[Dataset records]
Start

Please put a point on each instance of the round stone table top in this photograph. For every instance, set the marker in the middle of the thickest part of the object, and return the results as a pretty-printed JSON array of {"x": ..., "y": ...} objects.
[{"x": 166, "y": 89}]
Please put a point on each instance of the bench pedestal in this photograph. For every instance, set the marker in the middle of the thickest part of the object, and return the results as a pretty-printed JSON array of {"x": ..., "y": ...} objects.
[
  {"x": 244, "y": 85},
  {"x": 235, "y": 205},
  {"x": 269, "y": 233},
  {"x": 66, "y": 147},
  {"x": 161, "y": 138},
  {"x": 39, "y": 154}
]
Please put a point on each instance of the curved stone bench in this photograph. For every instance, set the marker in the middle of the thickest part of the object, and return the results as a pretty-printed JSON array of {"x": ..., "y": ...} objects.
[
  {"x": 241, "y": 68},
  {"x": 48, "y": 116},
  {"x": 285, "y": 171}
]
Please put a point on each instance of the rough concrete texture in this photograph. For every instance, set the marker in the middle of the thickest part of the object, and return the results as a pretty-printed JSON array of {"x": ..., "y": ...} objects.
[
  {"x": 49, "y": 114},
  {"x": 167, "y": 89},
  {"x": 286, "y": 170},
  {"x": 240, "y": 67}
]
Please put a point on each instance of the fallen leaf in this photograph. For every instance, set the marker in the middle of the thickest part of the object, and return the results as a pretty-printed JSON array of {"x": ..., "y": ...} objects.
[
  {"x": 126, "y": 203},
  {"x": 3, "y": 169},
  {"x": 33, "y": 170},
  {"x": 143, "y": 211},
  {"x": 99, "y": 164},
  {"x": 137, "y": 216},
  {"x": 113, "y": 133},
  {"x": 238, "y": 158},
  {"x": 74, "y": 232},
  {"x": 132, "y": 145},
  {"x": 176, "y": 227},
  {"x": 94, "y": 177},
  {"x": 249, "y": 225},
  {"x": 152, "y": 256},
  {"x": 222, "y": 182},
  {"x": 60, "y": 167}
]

End

(Task goal):
Repeat every line of the rows above without any change.

(The completed task):
Please put a point on each instance of the round stone table top in this photograph. For every instance, set the marker in the middle of the thickest part of the object, and return the results as a pretty-printed JSON array of {"x": ..., "y": ...} objects.
[{"x": 166, "y": 89}]
Please put a point on each instance of the bench pedestal in this photograph. For every instance, set the marker in the middle of the thickest part of the object, and return the results as a pretty-printed JSON array of {"x": ..., "y": ...} objects.
[
  {"x": 244, "y": 85},
  {"x": 235, "y": 205},
  {"x": 269, "y": 233},
  {"x": 66, "y": 147},
  {"x": 161, "y": 138},
  {"x": 39, "y": 154}
]
Please put a point on each instance of the curved stone bench in this photograph. For every instance, set the marker in the middle of the thickest part of the object, and return the results as a pretty-printed JSON array of {"x": ..., "y": ...} objects.
[
  {"x": 241, "y": 68},
  {"x": 48, "y": 116},
  {"x": 285, "y": 171}
]
Please put a point on each instance of the rough concrete texture in this photograph. For every instance, set the marker in the middle of the thickest part of the object, and return the results as a pretty-printed JSON array of {"x": ..., "y": ...} objects.
[
  {"x": 49, "y": 114},
  {"x": 167, "y": 89},
  {"x": 286, "y": 170},
  {"x": 240, "y": 67}
]
Please put a point on each instance of the fallen leaf in this photograph. For every instance, set the marker in the middle of the thickest part of the object, and return the results as a pretty-printed JSON array of {"x": ..., "y": ...} objects.
[
  {"x": 126, "y": 203},
  {"x": 3, "y": 169},
  {"x": 33, "y": 170},
  {"x": 143, "y": 211},
  {"x": 99, "y": 164},
  {"x": 137, "y": 216},
  {"x": 113, "y": 133},
  {"x": 238, "y": 158},
  {"x": 74, "y": 232},
  {"x": 132, "y": 145},
  {"x": 176, "y": 227},
  {"x": 94, "y": 177},
  {"x": 249, "y": 225},
  {"x": 152, "y": 256},
  {"x": 222, "y": 182},
  {"x": 60, "y": 167}
]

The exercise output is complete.